EXERCISE AIM -> State how many of the lines below contain the word "instance", matching case exactly. Give only the number.

DATA FOR THIS TASK ->
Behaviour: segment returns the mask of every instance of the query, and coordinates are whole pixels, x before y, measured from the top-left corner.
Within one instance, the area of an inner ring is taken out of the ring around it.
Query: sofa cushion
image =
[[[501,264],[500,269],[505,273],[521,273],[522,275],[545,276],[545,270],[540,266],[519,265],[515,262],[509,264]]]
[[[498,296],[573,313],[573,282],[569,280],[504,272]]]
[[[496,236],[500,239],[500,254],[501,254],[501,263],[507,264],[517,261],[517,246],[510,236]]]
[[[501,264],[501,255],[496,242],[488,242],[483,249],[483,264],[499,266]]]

TASK SOLUTION -> 2